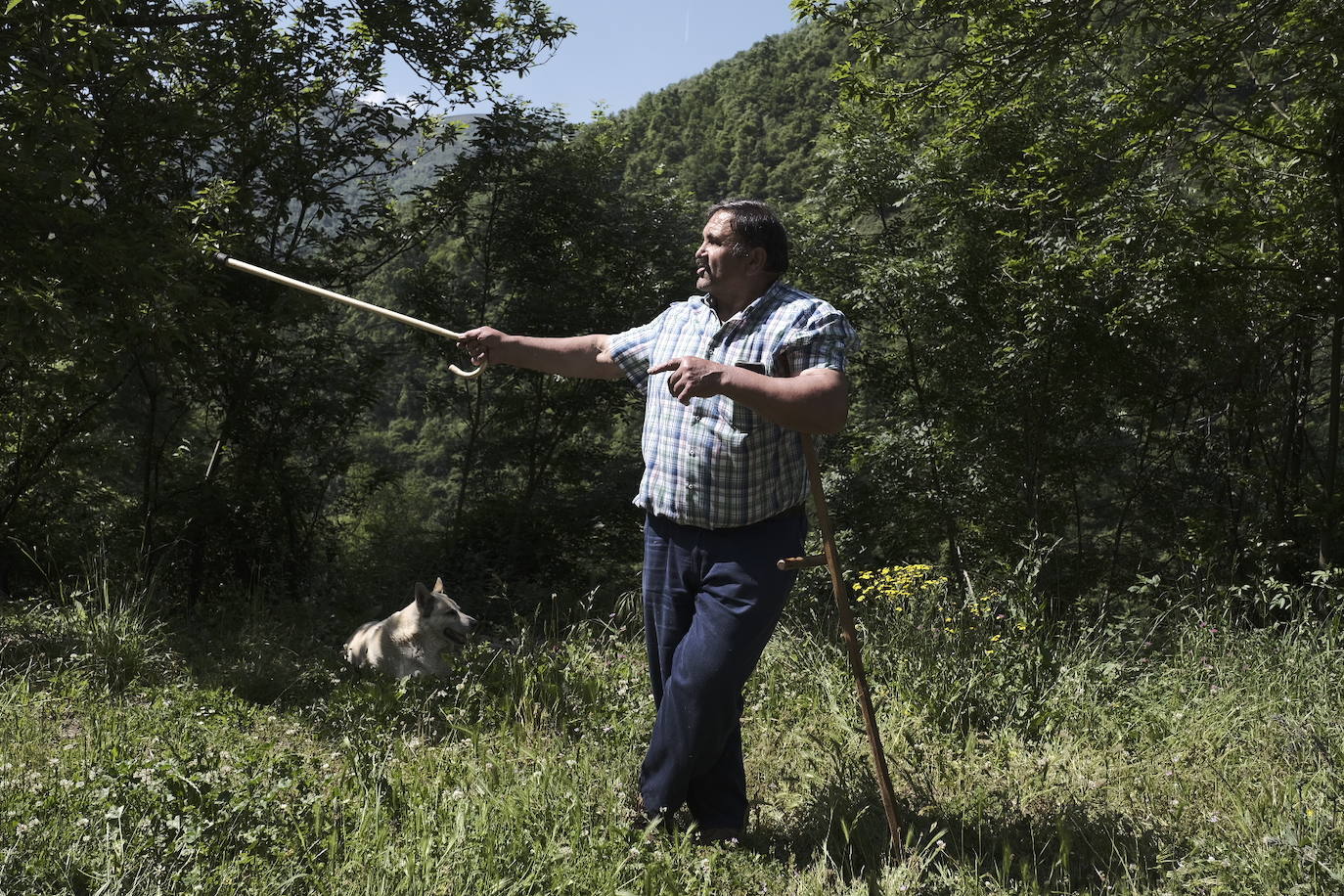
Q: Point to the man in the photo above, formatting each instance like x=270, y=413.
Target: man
x=730, y=378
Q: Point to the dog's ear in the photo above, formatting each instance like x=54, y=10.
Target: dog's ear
x=424, y=600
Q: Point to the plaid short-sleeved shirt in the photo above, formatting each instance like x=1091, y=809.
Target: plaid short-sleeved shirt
x=714, y=463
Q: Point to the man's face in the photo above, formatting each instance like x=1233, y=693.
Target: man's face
x=715, y=263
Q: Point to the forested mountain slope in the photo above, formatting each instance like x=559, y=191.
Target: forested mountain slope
x=744, y=126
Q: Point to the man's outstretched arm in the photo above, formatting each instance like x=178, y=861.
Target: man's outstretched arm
x=578, y=356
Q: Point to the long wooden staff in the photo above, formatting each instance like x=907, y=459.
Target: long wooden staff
x=848, y=633
x=326, y=293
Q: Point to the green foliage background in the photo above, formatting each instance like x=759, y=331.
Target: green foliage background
x=1095, y=254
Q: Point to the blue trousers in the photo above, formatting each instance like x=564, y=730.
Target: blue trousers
x=711, y=602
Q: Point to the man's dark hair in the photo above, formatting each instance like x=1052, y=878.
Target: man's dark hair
x=755, y=226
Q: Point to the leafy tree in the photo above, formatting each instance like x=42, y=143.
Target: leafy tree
x=136, y=135
x=1102, y=256
x=530, y=475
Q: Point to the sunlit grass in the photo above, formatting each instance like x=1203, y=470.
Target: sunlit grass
x=1176, y=755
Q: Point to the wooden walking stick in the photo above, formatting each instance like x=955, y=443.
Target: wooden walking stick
x=848, y=633
x=326, y=293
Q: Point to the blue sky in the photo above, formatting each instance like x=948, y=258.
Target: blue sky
x=625, y=49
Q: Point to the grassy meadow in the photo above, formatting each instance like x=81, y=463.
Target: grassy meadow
x=1164, y=752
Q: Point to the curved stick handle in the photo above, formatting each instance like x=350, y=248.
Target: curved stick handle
x=354, y=302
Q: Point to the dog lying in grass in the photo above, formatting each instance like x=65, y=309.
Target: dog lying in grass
x=413, y=641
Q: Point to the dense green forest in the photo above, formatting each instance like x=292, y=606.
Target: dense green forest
x=1096, y=254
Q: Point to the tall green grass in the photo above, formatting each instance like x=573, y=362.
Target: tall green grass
x=1164, y=754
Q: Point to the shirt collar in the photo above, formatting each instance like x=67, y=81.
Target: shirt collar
x=755, y=308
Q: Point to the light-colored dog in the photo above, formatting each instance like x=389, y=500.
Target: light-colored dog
x=412, y=641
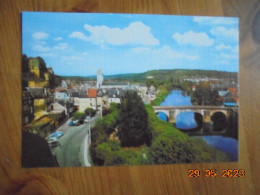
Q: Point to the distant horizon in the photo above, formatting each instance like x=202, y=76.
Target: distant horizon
x=81, y=43
x=142, y=72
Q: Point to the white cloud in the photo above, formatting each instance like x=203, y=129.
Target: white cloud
x=46, y=55
x=225, y=32
x=137, y=33
x=79, y=35
x=223, y=47
x=72, y=58
x=142, y=50
x=40, y=35
x=193, y=38
x=215, y=20
x=61, y=46
x=41, y=48
x=58, y=39
x=164, y=52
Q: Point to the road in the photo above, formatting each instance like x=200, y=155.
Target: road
x=73, y=149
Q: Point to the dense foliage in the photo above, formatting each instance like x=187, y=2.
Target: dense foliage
x=133, y=121
x=169, y=145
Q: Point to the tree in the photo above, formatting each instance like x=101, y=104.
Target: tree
x=204, y=96
x=90, y=111
x=133, y=121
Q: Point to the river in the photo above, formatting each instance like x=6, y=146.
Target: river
x=186, y=121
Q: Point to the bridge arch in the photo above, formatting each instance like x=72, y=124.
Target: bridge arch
x=164, y=112
x=219, y=121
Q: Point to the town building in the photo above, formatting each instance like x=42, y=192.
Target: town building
x=28, y=108
x=100, y=78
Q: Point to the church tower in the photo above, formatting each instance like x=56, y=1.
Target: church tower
x=100, y=78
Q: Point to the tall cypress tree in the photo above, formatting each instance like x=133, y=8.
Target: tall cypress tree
x=133, y=127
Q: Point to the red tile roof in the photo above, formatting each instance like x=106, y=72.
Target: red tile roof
x=92, y=93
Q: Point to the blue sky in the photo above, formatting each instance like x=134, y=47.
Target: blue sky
x=80, y=43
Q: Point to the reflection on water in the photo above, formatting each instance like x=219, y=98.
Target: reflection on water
x=225, y=144
x=186, y=121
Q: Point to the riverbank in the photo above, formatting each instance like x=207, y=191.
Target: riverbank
x=163, y=93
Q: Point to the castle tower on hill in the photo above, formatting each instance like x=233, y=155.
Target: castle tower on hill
x=100, y=78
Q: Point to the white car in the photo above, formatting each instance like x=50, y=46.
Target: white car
x=53, y=142
x=87, y=119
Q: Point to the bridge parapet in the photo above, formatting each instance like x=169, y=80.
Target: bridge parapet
x=206, y=111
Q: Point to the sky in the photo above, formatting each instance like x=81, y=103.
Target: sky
x=78, y=44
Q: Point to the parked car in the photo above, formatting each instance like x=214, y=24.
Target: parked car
x=87, y=119
x=53, y=142
x=56, y=135
x=74, y=123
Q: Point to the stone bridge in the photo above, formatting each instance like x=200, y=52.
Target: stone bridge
x=206, y=111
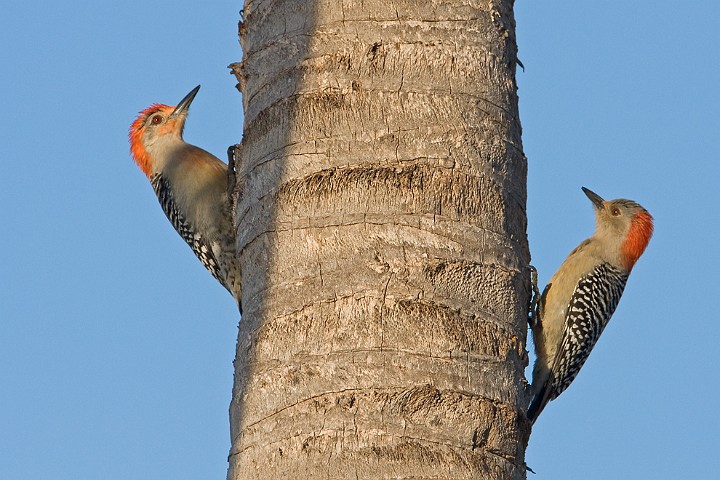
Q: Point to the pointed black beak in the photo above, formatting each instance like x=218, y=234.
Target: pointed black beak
x=595, y=198
x=184, y=104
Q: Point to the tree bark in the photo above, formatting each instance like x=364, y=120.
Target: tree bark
x=380, y=212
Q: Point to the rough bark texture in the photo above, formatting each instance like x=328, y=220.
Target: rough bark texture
x=381, y=227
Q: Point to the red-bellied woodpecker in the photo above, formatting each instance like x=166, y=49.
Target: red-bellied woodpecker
x=193, y=186
x=580, y=298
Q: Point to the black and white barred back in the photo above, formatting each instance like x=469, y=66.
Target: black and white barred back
x=198, y=244
x=592, y=304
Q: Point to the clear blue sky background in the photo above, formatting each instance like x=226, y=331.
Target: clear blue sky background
x=116, y=345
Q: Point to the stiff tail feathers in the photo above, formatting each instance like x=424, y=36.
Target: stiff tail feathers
x=539, y=401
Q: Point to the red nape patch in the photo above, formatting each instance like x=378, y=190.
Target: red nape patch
x=137, y=149
x=641, y=229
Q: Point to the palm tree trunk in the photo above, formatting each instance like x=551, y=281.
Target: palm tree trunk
x=381, y=227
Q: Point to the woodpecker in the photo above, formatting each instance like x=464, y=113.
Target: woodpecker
x=580, y=298
x=193, y=186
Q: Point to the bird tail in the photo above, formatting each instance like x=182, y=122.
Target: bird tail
x=541, y=398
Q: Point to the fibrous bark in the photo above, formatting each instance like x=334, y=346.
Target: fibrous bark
x=381, y=227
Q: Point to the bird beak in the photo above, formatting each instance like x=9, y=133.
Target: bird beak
x=595, y=198
x=184, y=104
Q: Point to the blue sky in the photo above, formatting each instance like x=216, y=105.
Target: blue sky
x=116, y=346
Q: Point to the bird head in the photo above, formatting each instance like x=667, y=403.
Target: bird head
x=155, y=128
x=624, y=220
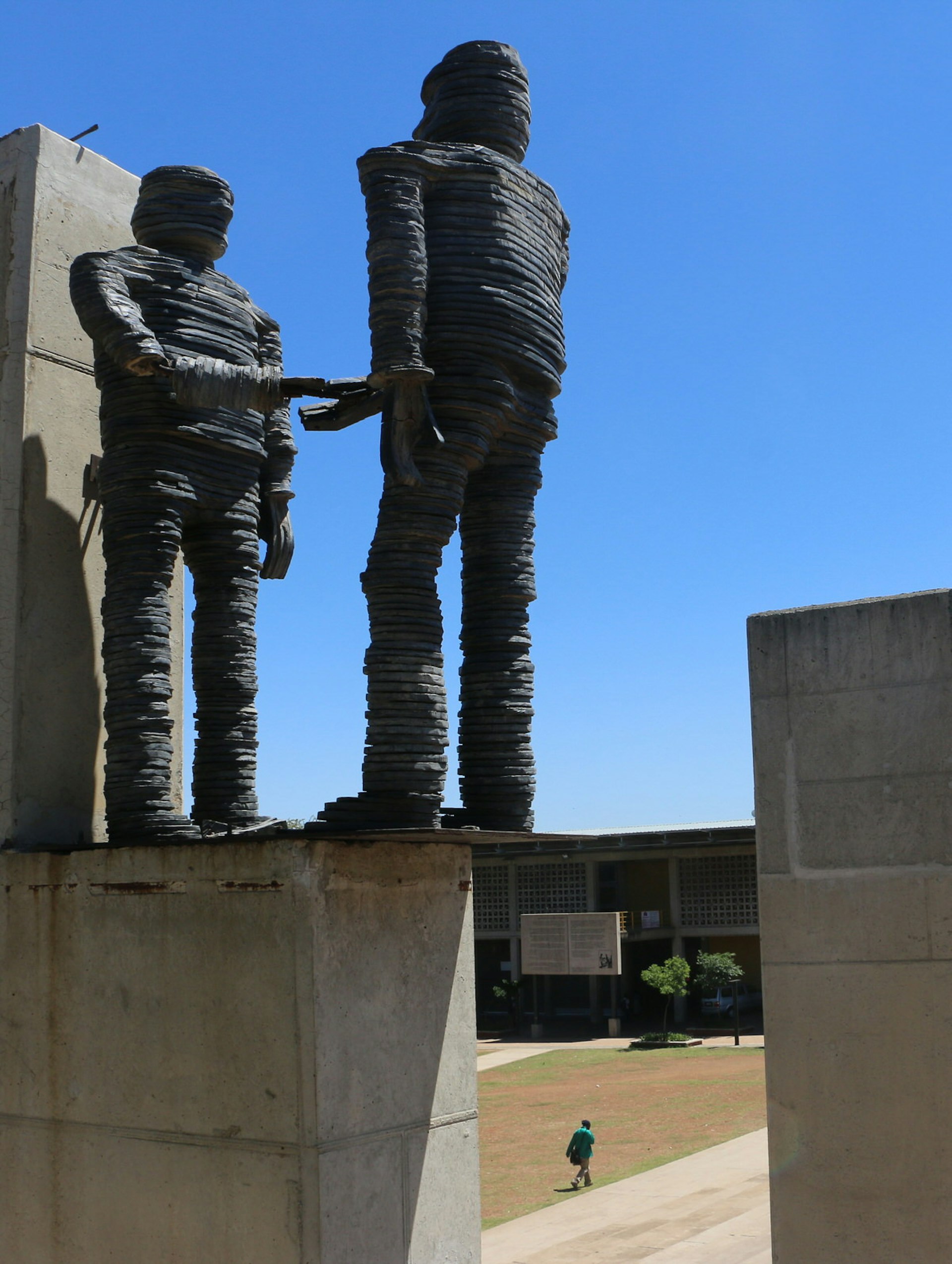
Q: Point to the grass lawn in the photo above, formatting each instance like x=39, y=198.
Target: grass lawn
x=647, y=1108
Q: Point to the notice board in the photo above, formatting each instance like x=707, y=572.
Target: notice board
x=571, y=943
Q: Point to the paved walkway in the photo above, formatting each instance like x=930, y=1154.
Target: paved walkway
x=501, y=1055
x=709, y=1209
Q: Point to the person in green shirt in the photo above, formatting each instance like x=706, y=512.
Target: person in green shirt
x=581, y=1152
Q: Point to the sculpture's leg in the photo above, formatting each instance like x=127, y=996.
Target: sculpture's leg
x=496, y=764
x=142, y=531
x=405, y=760
x=222, y=553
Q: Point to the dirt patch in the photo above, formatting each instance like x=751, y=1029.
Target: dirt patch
x=647, y=1108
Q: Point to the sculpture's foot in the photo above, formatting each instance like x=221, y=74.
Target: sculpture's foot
x=382, y=812
x=138, y=828
x=249, y=828
x=504, y=820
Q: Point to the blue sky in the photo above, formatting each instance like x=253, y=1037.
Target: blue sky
x=759, y=318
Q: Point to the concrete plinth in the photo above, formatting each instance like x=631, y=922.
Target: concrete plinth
x=58, y=199
x=239, y=1055
x=852, y=740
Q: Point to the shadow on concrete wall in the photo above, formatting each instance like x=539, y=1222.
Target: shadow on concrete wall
x=397, y=1092
x=60, y=706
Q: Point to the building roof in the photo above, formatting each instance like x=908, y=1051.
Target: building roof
x=748, y=822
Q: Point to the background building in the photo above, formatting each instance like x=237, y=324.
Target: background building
x=679, y=889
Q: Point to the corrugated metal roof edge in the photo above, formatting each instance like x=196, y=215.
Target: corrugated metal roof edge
x=659, y=830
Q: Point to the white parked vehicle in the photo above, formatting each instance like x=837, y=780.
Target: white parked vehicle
x=721, y=1002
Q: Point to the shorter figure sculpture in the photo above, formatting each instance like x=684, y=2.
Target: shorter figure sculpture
x=196, y=457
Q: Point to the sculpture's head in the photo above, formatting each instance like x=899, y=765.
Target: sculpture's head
x=479, y=95
x=185, y=210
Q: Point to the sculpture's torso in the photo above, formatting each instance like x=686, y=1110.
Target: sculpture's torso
x=191, y=310
x=495, y=256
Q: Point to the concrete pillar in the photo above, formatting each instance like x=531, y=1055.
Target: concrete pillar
x=58, y=199
x=239, y=1053
x=852, y=744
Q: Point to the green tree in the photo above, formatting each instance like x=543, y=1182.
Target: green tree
x=507, y=990
x=716, y=970
x=670, y=980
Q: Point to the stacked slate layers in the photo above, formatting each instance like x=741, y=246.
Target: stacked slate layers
x=178, y=477
x=467, y=262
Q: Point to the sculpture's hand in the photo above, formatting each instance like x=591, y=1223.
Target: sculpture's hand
x=148, y=365
x=277, y=534
x=411, y=420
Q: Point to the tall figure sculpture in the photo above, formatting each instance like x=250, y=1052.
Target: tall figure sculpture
x=467, y=262
x=185, y=466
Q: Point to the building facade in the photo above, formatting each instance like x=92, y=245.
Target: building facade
x=681, y=889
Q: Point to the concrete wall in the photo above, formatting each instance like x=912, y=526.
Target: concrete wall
x=239, y=1055
x=852, y=742
x=58, y=199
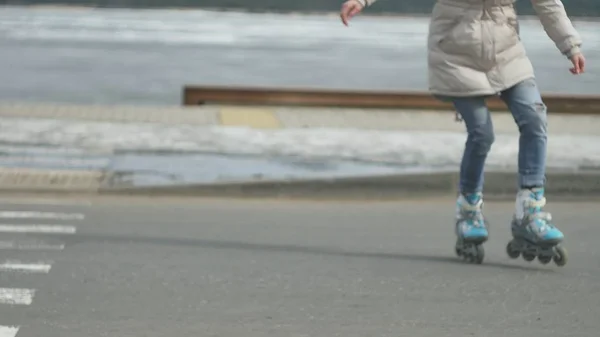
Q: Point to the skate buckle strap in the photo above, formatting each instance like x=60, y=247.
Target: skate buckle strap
x=473, y=212
x=536, y=213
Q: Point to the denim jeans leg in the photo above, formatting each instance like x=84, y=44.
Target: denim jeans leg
x=529, y=112
x=480, y=136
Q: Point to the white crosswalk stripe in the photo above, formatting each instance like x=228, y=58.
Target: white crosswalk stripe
x=40, y=228
x=16, y=296
x=28, y=245
x=40, y=215
x=18, y=266
x=13, y=226
x=8, y=331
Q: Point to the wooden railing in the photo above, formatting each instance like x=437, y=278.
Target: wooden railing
x=198, y=95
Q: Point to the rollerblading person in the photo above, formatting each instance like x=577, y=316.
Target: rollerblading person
x=475, y=52
x=534, y=235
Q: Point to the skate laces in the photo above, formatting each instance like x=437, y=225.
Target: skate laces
x=536, y=215
x=473, y=212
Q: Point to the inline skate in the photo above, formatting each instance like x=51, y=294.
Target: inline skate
x=534, y=235
x=471, y=228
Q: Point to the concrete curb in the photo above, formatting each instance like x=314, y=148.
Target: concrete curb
x=499, y=186
x=564, y=185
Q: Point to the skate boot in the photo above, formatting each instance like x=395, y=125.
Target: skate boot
x=471, y=228
x=533, y=233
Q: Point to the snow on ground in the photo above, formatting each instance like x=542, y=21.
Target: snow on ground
x=400, y=148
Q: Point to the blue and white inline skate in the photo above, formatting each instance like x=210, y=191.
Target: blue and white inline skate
x=471, y=228
x=534, y=235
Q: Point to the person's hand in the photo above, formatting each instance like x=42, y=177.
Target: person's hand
x=578, y=64
x=349, y=9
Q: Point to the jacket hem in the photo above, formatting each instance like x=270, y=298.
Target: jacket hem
x=482, y=92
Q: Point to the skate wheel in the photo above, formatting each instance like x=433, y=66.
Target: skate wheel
x=511, y=251
x=528, y=257
x=544, y=259
x=561, y=256
x=478, y=258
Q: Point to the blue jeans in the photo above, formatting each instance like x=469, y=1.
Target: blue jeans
x=529, y=112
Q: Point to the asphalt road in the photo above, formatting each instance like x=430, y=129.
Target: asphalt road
x=277, y=268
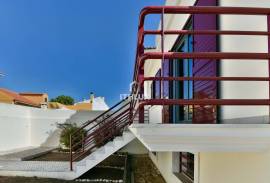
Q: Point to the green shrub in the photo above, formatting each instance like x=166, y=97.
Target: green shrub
x=67, y=130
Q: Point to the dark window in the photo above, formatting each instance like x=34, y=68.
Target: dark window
x=186, y=167
x=182, y=89
x=156, y=87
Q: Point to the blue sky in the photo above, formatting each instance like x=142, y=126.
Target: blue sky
x=70, y=47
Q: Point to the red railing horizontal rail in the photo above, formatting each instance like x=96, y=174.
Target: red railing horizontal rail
x=160, y=55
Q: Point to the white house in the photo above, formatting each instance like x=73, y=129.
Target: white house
x=206, y=115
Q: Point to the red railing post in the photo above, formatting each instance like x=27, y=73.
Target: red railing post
x=70, y=152
x=268, y=29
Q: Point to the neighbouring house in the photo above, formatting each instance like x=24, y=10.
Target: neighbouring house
x=92, y=104
x=11, y=97
x=39, y=98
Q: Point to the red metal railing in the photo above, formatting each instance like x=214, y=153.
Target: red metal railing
x=142, y=57
x=99, y=131
x=111, y=123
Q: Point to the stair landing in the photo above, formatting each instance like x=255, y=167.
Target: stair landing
x=61, y=170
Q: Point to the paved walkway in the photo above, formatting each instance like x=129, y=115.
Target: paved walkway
x=26, y=154
x=35, y=166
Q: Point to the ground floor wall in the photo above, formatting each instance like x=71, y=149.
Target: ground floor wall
x=234, y=167
x=164, y=163
x=218, y=167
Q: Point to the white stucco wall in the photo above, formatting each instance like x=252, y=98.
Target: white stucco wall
x=234, y=167
x=168, y=163
x=22, y=126
x=134, y=147
x=244, y=90
x=14, y=130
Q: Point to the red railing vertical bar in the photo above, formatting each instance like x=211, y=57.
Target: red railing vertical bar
x=70, y=153
x=141, y=69
x=162, y=50
x=268, y=29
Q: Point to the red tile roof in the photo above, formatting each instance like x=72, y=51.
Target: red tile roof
x=18, y=98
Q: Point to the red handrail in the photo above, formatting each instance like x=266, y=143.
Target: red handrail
x=142, y=57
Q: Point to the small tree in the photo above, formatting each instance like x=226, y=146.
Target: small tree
x=63, y=99
x=67, y=130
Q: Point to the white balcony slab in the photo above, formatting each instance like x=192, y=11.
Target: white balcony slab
x=204, y=137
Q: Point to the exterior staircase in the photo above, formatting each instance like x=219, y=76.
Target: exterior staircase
x=101, y=137
x=102, y=153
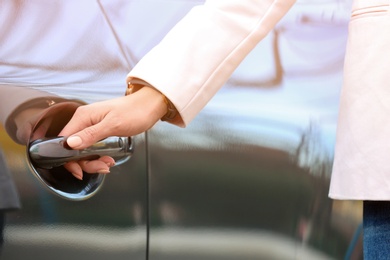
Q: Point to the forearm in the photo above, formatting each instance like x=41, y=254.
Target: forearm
x=200, y=53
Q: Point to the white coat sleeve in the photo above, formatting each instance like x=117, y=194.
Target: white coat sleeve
x=199, y=54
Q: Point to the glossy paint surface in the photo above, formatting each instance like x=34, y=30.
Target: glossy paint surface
x=247, y=179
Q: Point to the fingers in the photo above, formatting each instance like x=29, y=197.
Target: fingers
x=101, y=165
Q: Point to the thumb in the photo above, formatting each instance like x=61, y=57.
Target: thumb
x=86, y=137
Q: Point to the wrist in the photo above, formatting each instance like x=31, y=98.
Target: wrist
x=170, y=112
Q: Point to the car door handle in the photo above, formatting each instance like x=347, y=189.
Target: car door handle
x=46, y=157
x=48, y=153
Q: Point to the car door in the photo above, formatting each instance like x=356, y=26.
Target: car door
x=247, y=179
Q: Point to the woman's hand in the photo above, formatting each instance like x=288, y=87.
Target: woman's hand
x=124, y=116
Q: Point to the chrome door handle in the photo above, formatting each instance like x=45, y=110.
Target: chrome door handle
x=47, y=153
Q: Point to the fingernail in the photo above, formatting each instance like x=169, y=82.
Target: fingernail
x=74, y=141
x=103, y=171
x=111, y=164
x=78, y=176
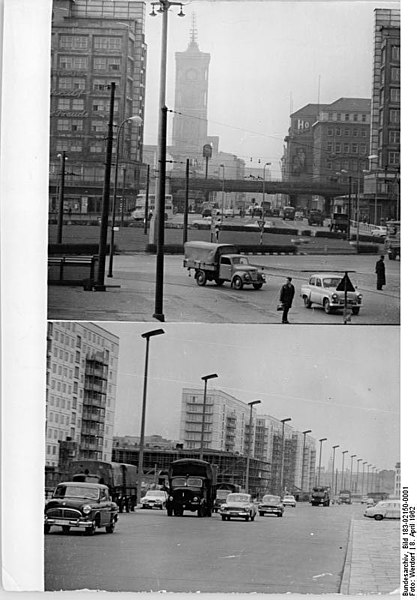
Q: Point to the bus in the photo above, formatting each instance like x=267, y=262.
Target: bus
x=138, y=214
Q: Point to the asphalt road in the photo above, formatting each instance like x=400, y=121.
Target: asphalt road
x=302, y=552
x=132, y=297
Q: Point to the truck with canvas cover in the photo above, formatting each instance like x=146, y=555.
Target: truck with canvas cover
x=220, y=263
x=192, y=486
x=120, y=478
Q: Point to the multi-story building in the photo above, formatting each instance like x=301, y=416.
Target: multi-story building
x=95, y=43
x=382, y=185
x=81, y=384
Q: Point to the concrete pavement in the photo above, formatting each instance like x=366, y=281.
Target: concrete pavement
x=373, y=558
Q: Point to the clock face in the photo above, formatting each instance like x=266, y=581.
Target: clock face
x=191, y=74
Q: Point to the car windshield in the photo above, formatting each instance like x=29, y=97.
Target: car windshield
x=240, y=260
x=238, y=498
x=331, y=281
x=271, y=499
x=73, y=491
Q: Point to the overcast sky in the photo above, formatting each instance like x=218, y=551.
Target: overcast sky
x=341, y=382
x=267, y=57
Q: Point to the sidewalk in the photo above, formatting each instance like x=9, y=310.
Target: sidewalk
x=373, y=558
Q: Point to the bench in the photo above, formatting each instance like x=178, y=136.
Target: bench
x=73, y=270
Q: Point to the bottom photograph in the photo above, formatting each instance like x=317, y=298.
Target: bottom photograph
x=222, y=458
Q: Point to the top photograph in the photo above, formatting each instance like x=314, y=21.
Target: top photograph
x=224, y=162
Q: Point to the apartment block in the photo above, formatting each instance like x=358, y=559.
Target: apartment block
x=81, y=386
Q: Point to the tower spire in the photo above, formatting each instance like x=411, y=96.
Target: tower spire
x=193, y=31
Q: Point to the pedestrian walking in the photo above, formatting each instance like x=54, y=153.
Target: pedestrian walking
x=380, y=273
x=286, y=297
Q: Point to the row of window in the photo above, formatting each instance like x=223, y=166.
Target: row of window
x=347, y=132
x=338, y=147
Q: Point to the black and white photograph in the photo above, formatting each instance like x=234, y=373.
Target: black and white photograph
x=180, y=180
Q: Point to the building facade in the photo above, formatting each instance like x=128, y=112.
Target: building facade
x=382, y=184
x=95, y=43
x=81, y=386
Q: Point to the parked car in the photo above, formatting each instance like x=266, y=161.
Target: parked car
x=154, y=499
x=386, y=509
x=271, y=505
x=321, y=290
x=238, y=506
x=79, y=505
x=289, y=500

> CHALLENGE
Rewrite the lines from the start of the rows up to and including the line with "x=578, y=356", swapping "plaid" for "striped" and changing nothing else. Leave out the pictures.

> THE OUTPUT
Q: Point to the man in the photo above, formatting each instance like x=270, y=413.
Target: man
x=730, y=378
Q: Point to the dog's ear in the photo above, formatting each instance like x=54, y=10.
Target: dog's ear
x=424, y=600
Q: Point to the striped short-sleeved shirt in the photo above, formatting each instance like x=1091, y=809.
Target: striped short-sleeved shirt
x=714, y=463
Q: Point to the man's face in the photo above, formatting each instance like x=1233, y=693.
Target: man's face
x=715, y=263
Q: Point to the forested mountain slope in the photo above, formatting each instance like x=559, y=191.
Target: forested mountain slope
x=744, y=126
Q: Point to the man's outstretched arm in the photo above, formatting each instance like x=178, y=861.
Target: man's outstretched arm
x=578, y=356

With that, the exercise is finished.